Intermittent end-of-process segfault on Linux + PySide 6

mdickinson commented 1 year ago

EDIT 2023-03-10: Upstream issue - https://bugreports.qt.io/browse/PYSIDE-2254

The script below sometimes gives me an end-of-process segfault on Ubuntu 22.04 with PySide 6.3.2.

See the docstring at the top of the code for steps to reproduce.

Results of a typical failing run on my machine look like this:

(crasher) mdickinson@ubuntu-2204:~/Desktop$ python -m unittest crasher.py
/home/mdickinson/Desktop/crasher/lib/python3.10/site-packages/pyface/util/guisupport.py:155: DeprecationWarning: 'exec_' will be removed in the future. Use 'exec' instead.
  app.exec_()
.
----------------------------------------------------------------------
Ran 1 test in 0.018s

OK
Segmentation fault

faulthandler gives no extra information, presumably because the segfault happens sufficiently late in the Python process teardown that faulthandler is no longer running.

"""
The script below segfaults for me around 10% of the time with:

- Ubuntu 22.04 (running under VirtualBox on a macOS Ventura / Intel host)
- Python 3.10 (installed from official Ubuntu package)

* * * *

_The task_.
Update the segfault report, giving everything from "The script below sometimes" down to "Use 'exec' instead." again with "PySide 6.4.2" in place of "PySide 6.3.2".

_Provided information_.
* * * *

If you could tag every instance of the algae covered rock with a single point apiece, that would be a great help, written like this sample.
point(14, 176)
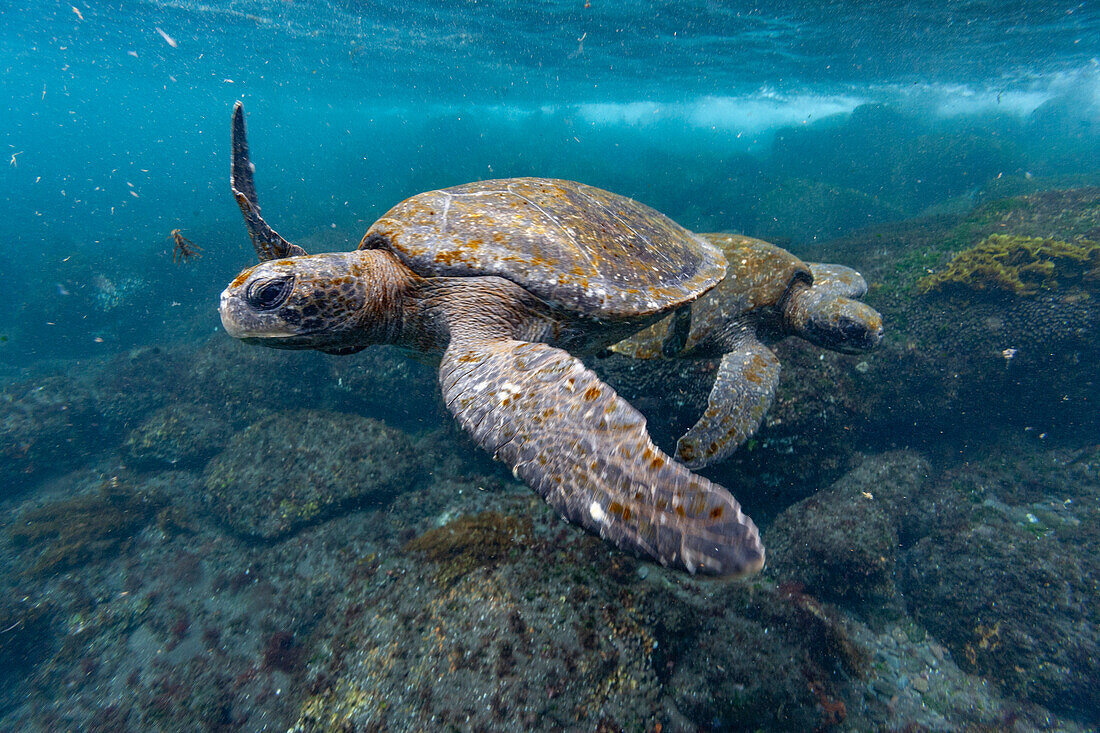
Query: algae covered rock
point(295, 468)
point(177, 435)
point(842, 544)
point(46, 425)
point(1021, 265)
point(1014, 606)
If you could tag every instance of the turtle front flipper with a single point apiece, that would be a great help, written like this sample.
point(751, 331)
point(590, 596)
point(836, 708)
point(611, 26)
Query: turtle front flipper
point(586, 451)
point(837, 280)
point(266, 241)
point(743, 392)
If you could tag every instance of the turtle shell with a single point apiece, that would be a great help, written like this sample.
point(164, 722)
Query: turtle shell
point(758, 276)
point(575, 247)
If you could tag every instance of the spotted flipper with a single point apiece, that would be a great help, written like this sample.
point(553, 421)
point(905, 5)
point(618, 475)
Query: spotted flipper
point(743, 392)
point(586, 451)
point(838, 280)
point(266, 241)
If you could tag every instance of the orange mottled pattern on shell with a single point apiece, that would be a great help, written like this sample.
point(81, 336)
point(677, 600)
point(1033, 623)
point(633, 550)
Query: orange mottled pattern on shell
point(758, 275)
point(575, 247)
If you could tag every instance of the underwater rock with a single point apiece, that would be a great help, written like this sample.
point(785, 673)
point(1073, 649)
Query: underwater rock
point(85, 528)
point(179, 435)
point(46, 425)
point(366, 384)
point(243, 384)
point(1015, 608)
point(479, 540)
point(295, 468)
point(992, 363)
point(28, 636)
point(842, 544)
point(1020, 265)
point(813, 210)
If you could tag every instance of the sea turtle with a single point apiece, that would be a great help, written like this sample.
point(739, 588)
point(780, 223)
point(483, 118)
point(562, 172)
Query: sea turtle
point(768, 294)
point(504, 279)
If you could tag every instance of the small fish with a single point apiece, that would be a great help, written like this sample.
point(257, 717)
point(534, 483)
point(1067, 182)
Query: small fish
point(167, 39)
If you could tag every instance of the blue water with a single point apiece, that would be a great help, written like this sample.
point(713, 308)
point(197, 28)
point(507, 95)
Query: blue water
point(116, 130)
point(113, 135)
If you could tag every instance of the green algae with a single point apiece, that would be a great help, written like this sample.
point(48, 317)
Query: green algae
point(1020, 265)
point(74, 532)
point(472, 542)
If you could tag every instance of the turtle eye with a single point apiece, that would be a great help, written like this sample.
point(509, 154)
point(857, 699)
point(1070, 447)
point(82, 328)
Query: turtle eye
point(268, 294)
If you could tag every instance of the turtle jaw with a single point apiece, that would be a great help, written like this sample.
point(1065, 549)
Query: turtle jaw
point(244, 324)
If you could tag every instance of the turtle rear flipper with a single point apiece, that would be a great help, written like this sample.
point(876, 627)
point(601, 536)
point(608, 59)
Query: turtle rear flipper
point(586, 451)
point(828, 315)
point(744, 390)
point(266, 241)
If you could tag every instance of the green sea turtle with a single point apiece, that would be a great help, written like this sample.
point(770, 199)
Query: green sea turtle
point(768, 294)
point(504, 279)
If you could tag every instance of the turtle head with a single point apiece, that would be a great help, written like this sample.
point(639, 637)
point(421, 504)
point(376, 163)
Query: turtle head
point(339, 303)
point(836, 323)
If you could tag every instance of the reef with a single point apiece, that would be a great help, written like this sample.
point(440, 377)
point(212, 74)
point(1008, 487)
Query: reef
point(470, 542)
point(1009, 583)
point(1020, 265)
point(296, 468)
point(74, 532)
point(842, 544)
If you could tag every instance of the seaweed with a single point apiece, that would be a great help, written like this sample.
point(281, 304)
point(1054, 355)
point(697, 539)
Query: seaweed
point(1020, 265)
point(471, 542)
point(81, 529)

* * * *

_Answer to the exercise_.
The script below sometimes gives me an end-of-process segfault on Ubuntu 22.04 with PySide 6.4.2.

See the docstring at the top of the code for steps to reproduce.

Results of a typical failing run on my machine look like this:

(crasher) mdickinson@ubuntu-2204:~/Desktop$ python -m unittest crasher.py
/home/mdickinson/Desktop/crasher/lib/python3.10/site-packages/pyface/util/guisupport.py:155: DeprecationWarning: 'exec_' will be removed in the future. Use 'exec' instead.